▸ **To be done**: Copy out the data from the line that contains "Please pin the basketball" through the last line of the data, both ends included, and keep the lines that are not answers as they are. In the answers, multiply every x and y coordinate by 1.3 and round the result to a whole number, with halves rounded up.

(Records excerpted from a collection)

* BEGIN *

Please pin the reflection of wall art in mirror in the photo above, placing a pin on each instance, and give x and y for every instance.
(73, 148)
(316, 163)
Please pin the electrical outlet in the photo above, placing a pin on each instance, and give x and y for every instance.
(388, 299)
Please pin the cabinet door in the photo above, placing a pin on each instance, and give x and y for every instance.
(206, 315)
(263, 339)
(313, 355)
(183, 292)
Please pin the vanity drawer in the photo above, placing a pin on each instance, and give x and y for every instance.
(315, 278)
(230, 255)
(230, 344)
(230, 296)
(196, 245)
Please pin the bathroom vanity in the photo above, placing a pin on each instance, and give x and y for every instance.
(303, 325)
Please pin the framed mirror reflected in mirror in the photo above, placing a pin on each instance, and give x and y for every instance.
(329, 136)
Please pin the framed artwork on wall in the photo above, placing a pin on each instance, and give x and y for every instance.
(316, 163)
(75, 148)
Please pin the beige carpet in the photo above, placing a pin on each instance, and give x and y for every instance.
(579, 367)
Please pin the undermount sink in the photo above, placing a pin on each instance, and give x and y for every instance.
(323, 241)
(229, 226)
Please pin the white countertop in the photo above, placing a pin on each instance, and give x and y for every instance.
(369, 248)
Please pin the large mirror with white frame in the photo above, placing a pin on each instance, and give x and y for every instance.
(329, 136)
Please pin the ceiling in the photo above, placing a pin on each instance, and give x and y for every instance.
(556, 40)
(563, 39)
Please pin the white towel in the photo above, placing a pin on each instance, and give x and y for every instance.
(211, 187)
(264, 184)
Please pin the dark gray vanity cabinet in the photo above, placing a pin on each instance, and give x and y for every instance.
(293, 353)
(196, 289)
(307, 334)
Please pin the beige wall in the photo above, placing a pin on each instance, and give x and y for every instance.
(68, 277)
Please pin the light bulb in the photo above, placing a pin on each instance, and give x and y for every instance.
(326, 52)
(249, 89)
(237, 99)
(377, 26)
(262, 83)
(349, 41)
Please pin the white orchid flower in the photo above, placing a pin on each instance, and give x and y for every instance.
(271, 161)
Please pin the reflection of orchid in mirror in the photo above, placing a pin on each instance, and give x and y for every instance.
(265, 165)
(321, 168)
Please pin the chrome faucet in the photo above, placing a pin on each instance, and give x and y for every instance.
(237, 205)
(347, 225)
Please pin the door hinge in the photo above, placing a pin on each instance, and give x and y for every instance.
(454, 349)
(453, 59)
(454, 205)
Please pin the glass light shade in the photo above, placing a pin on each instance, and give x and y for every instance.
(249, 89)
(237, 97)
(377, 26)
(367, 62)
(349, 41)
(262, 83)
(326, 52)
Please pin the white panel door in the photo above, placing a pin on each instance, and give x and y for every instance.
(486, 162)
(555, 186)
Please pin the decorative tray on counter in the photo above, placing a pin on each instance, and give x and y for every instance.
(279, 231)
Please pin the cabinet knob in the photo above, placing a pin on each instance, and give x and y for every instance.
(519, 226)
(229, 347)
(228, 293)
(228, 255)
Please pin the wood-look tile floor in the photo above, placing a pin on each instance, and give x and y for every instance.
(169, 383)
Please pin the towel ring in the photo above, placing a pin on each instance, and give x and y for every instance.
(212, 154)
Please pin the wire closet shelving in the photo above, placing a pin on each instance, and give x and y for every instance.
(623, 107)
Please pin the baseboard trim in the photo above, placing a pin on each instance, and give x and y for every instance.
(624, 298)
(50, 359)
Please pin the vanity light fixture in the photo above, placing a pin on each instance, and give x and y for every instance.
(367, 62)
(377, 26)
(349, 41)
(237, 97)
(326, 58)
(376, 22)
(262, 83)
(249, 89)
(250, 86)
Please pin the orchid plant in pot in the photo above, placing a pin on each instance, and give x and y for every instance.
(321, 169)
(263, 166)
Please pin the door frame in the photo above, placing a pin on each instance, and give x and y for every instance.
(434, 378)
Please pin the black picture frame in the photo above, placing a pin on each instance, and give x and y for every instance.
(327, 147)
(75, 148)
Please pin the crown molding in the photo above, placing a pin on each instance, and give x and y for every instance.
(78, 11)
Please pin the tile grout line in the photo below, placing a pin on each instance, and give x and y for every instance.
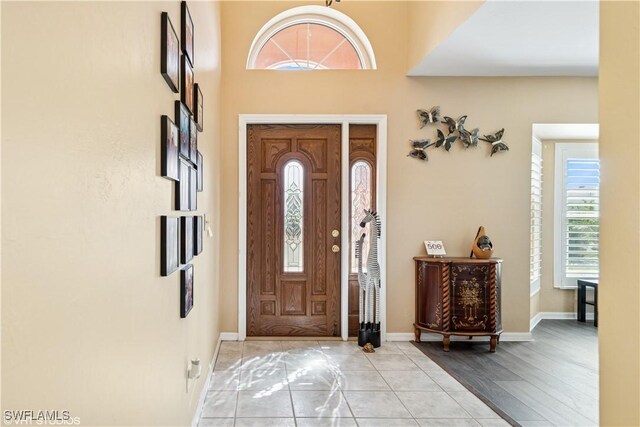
(393, 391)
(235, 412)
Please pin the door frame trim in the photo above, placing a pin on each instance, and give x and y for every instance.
(380, 120)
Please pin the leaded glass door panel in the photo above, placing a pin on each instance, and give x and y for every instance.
(293, 206)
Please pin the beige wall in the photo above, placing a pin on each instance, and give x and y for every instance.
(431, 22)
(88, 324)
(534, 307)
(446, 198)
(619, 295)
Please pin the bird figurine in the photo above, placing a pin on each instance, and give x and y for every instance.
(447, 141)
(482, 247)
(496, 142)
(455, 125)
(469, 138)
(429, 116)
(418, 149)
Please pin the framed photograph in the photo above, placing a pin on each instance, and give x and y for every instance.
(169, 142)
(193, 142)
(199, 106)
(169, 232)
(183, 187)
(186, 95)
(200, 172)
(169, 53)
(186, 290)
(435, 248)
(198, 227)
(186, 239)
(186, 32)
(193, 189)
(183, 121)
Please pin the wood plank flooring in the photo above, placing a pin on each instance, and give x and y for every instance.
(552, 381)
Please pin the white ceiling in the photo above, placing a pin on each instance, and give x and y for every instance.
(566, 130)
(520, 38)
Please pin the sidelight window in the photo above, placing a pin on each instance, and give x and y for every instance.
(361, 178)
(293, 217)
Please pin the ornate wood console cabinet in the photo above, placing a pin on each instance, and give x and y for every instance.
(458, 296)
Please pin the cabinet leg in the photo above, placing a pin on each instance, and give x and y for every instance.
(445, 342)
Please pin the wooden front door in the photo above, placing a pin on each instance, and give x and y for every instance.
(293, 224)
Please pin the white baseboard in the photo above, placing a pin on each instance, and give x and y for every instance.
(228, 336)
(207, 384)
(426, 336)
(555, 315)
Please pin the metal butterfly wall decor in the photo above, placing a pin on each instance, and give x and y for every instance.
(455, 125)
(497, 144)
(469, 138)
(429, 116)
(456, 130)
(445, 140)
(419, 147)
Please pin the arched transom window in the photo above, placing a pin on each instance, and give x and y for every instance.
(311, 38)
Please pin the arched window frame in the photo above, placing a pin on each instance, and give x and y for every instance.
(331, 18)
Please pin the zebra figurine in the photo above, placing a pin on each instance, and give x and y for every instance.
(362, 278)
(370, 328)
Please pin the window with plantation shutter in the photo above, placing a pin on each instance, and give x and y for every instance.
(577, 225)
(535, 254)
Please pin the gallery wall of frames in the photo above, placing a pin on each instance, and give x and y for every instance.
(181, 236)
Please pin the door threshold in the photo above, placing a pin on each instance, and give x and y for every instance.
(297, 338)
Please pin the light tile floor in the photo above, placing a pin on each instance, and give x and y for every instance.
(334, 383)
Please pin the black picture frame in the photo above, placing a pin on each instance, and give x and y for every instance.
(187, 32)
(198, 101)
(186, 94)
(169, 245)
(193, 142)
(186, 290)
(183, 187)
(186, 239)
(169, 53)
(169, 136)
(200, 169)
(198, 229)
(193, 189)
(183, 121)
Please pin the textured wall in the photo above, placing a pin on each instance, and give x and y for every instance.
(446, 198)
(88, 324)
(619, 295)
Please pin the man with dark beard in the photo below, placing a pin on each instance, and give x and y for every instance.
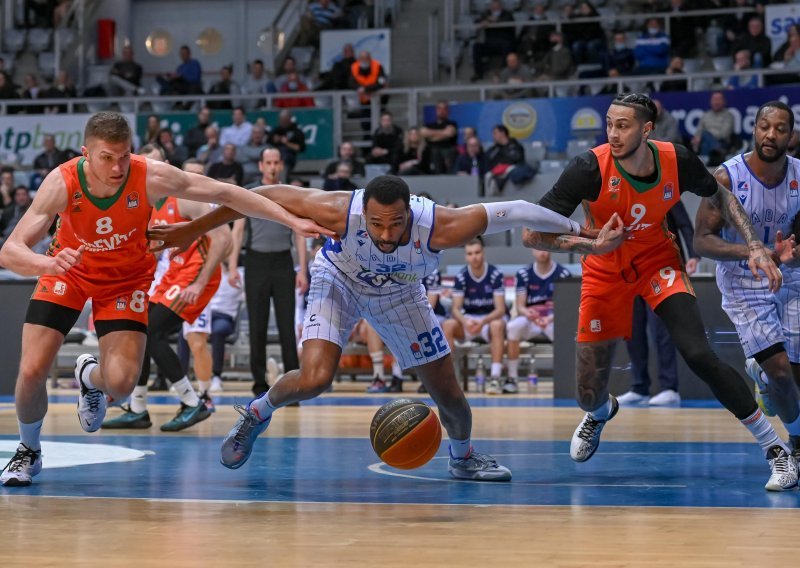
(766, 183)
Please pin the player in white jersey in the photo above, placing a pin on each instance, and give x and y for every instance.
(389, 241)
(767, 183)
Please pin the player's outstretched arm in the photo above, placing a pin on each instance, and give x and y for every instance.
(17, 254)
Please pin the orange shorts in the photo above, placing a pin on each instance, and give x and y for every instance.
(115, 294)
(175, 280)
(607, 295)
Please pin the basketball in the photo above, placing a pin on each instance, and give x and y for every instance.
(405, 433)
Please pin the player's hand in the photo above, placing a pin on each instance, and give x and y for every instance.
(63, 261)
(761, 260)
(177, 235)
(192, 292)
(610, 236)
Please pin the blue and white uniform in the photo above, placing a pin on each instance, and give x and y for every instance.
(762, 318)
(479, 295)
(351, 278)
(538, 290)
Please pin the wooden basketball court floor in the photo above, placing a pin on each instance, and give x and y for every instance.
(668, 487)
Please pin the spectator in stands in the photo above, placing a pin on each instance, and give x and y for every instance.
(387, 141)
(340, 180)
(535, 289)
(473, 162)
(715, 131)
(741, 62)
(289, 139)
(239, 132)
(257, 82)
(250, 154)
(514, 73)
(125, 76)
(14, 212)
(479, 308)
(441, 140)
(174, 153)
(294, 85)
(210, 152)
(225, 86)
(497, 41)
(756, 42)
(506, 162)
(679, 83)
(413, 160)
(187, 78)
(347, 154)
(652, 49)
(228, 169)
(666, 127)
(320, 15)
(196, 135)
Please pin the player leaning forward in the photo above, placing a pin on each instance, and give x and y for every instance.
(389, 242)
(100, 251)
(640, 180)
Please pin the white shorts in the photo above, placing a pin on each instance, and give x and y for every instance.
(201, 325)
(402, 317)
(763, 319)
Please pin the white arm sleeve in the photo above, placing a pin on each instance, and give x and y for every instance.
(506, 215)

* END *

▸ **Expected answer**:
Please pin the basketball in the photo above, placing a pin on each instance, and give x and y for every instance.
(527, 563)
Please pin the player's hand in the photo above, placing a pin on each instance, and give x and y for every instance.
(82, 339)
(989, 338)
(230, 306)
(250, 380)
(793, 307)
Please pin the blue and white uniform in the photo above, placing a pin on each instance, and give x and y for every instance.
(991, 413)
(623, 384)
(456, 361)
(699, 377)
Please pin the wooden basketball court floor in the photo above, placing a pin on each instance, and give x and y for every instance.
(868, 633)
Please pin the spectator in stands in the photo above, placing a pin on each instance, and give x and y for every instance.
(503, 183)
(442, 234)
(696, 376)
(615, 211)
(930, 170)
(963, 81)
(376, 181)
(311, 172)
(334, 107)
(325, 200)
(668, 95)
(163, 99)
(18, 276)
(623, 400)
(573, 182)
(226, 199)
(382, 111)
(273, 198)
(293, 112)
(646, 53)
(983, 55)
(658, 211)
(883, 108)
(537, 208)
(243, 101)
(451, 200)
(848, 64)
(296, 220)
(866, 165)
(416, 20)
(255, 176)
Please pin the player leaning forward in the photo above, placing a pin on each instance, and give x and y for every instance.
(506, 315)
(130, 326)
(832, 234)
Please pin the white shorts in the photo above, placing a pin on each instance, and give x and y for every instance.
(261, 423)
(523, 412)
(992, 415)
Please pin the white arm sleeve in the photo above, placing a pin on each instance, and give x and y for every instance.
(658, 280)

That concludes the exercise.